● Tugas Anda:
a – Menurut teks tentang kue kacang, bahan apa saja yang dicampurkan untuk membuat kue itu?
b – Lanjutkan teks tentang kue kacang, dimulai setelah kalimat terakhirnya.

● Teks Bacaan:
Sepotong Kue Kacang


Hari ini saya belajar dari sepotong kue kacang.
Bahwa dalam hidup, penting untuk bersyukur dan merasa cukup.
Penting untuk tahu kapan berhenti mencari sesuatu yang lebih baik.
Bahwa tidak ada gunanya terobsesi menemukan sesuatu yang sempurna, karena memang tidak ada.



Jadi, setelah bertahun-tahun menguji coba, akhirnya keluarga kami menemukan resep kue kacang yang kami cari: Manis, gurih, lumer di mulut. Ini rasa yang saya cari sejak kecil.

Kue ini tadinya hanya saya temukan setahun sekali, saat bertandang ke rumah Uyut di Sukabumi. Hanya ketika Lebaran dia menampakkan diri.

Dua tahun lalu akhirnya kami sukses mereplika rasa yang diidamkan sejak dulu. Sensasi wangi, renyah, gurih, dan lumer di mulut sukses kami dapatkan setelah mencoba berbagai resep.
Rahasianya sederhana, kue ini ternyata nikmat karena bersahaja. Cukup campurkan minyak, garam, telur, selai kacang, tepung terigu, dan sedikit baking powder. Tak perlu bahan-bahan mewah.

Tahun ini kami membuatnya lagi. Karena hari ini cukup banyak tenggat pekerjaan, saya hanya kebagian mendandani adonannya dengan olesan kuning telur dan taburan wijen sebelum dipanggang.
Saat berbuka puasa tadi kami mencoba hasilnya dengan semangat. Namun, baru satu gigit saya sudah kecewa. Manis dan gurihnya, sih, sama, tapi wangi selai kacang yang sudah saya bayangkan ternyata tertutup oleh bau mentega.

● Cuplikan Data:

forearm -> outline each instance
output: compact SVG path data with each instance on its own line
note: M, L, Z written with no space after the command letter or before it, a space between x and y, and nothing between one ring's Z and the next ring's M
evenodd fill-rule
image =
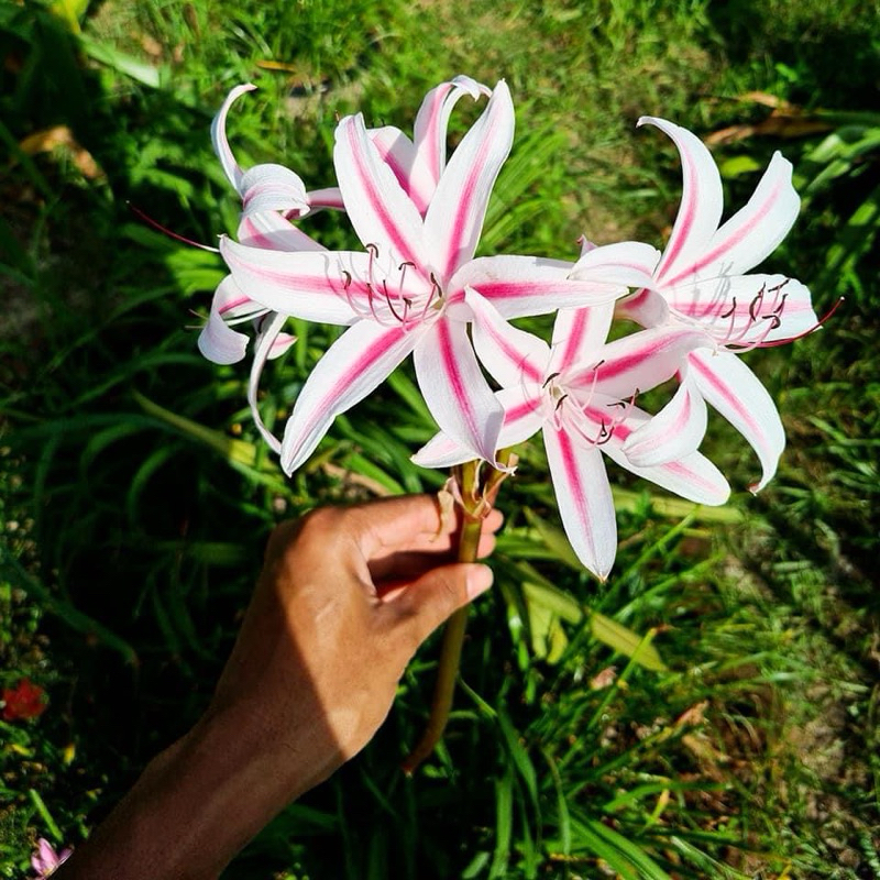
M306 752L282 758L265 730L241 717L204 721L156 757L58 880L213 880L274 815L336 769L338 761L315 766Z

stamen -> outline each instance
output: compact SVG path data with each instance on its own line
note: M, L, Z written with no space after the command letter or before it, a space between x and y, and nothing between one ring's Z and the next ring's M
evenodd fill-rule
M548 376L548 377L547 377L547 378L543 381L543 385L541 385L541 387L542 387L542 388L546 388L546 387L547 387L547 386L548 386L548 385L549 385L549 384L550 384L550 383L551 383L551 382L552 382L552 381L553 381L553 380L554 380L554 378L556 378L558 375L559 375L559 373L558 373L558 372L557 372L557 373L551 373L551 374L550 374L550 375L549 375L549 376Z
M749 302L749 318L751 318L752 321L758 320L758 316L756 312L763 305L763 295L766 293L767 293L767 284L762 284L761 289L758 290L758 295L755 297L755 299L751 300L751 302Z
M167 227L163 227L162 223L155 221L150 215L144 213L140 208L135 208L130 201L127 201L125 205L128 206L129 210L139 219L143 220L144 223L147 226L153 227L153 229L158 230L164 235L167 235L169 239L174 239L175 241L179 241L183 244L188 244L190 248L198 248L201 251L208 251L212 254L219 254L219 248L210 248L207 244L200 244L197 241L193 241L193 239L185 239L183 235L178 235L176 232L172 232Z
M845 298L846 298L846 297L843 297L843 296L842 296L842 297L840 297L840 298L839 298L839 299L838 299L838 300L837 300L837 301L836 301L836 302L835 302L835 304L834 304L834 305L833 305L833 306L832 306L832 307L831 307L831 308L829 308L829 309L828 309L828 310L825 312L825 315L823 315L823 316L822 316L822 317L821 317L821 318L820 318L820 319L816 321L816 323L815 323L815 324L813 324L813 327L811 327L810 329L807 329L807 330L804 330L802 333L798 333L796 336L793 336L793 337L788 337L787 339L774 339L774 340L772 340L771 342L765 342L765 343L762 344L762 346L761 346L761 348L765 348L765 349L774 349L774 348L777 348L777 345L788 345L788 344L789 344L789 342L794 342L794 340L795 340L795 339L803 339L804 337L809 337L811 333L814 333L816 330L818 330L818 328L820 328L820 327L822 327L822 324L824 324L824 323L825 323L825 321L827 321L827 320L828 320L828 319L829 319L829 318L831 318L831 317L834 315L834 312L835 312L835 311L837 311L837 309L839 309L839 308L840 308L840 304L844 301L844 299L845 299ZM771 329L772 329L772 328L771 328Z

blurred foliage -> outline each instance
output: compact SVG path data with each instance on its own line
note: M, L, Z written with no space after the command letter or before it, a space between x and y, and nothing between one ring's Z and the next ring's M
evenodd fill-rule
M429 644L376 741L224 876L880 877L879 24L876 3L812 0L0 6L0 684L26 674L51 697L0 727L0 873L37 836L80 839L198 717L272 524L442 481L409 462L432 425L407 370L285 481L244 372L201 361L185 327L219 258L128 204L208 244L234 229L208 125L240 81L260 87L230 119L242 162L323 186L338 113L407 129L428 87L466 72L505 76L518 108L486 251L570 256L582 231L659 242L680 172L635 119L749 125L719 150L729 204L782 148L805 211L774 268L820 311L847 299L822 332L750 359L790 436L759 499L694 510L613 474L606 584L571 564L543 452L524 448L444 747L414 780L398 771ZM798 124L768 129L780 114ZM339 217L312 222L351 241ZM336 332L296 324L266 371L270 422ZM713 425L707 444L743 486L756 464L733 439Z

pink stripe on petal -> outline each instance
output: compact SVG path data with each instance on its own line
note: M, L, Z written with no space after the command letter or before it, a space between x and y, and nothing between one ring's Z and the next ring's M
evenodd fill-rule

● Jawaban Tugas:
a – Minyak, garam, telur, selai kacang, tepung terigu, dan sedikit baking powder.

b –
Rupanya ibu saya coba-coba menambahkan mentega ke adonannya. Bahan yang jauh lebih mewah dari minyak goreng, satu pot berukuran 250 gram saja harganya Rp 80.000. Kami hanya pakai sedikit, tentu saja. Untuk kue-kue lain, tambahan mentega ini memang membuat mereka lebih wangi dan nikmat.  Tapi ternyata tambahan barang mewah tadi tak lantas membuat si kue kacang jadi lebih lezat.

Menambahkan sesuatu yang dianggap lebih enak malah merusak rasa yang tadinya sudah memuaskan kami. Obsesi mencari resep yang lebih baik malah mengganggu apa yang sudah ada dan tadinya baik-baik saja.

Saya kemudian menangis di kamar mandi.

Bukan, bukan semata perkara kue kacang. Tapi ini mengingatkan saya akan seseorang yang pergi karena tak puas dengan yang sudah dia miliki: Kami.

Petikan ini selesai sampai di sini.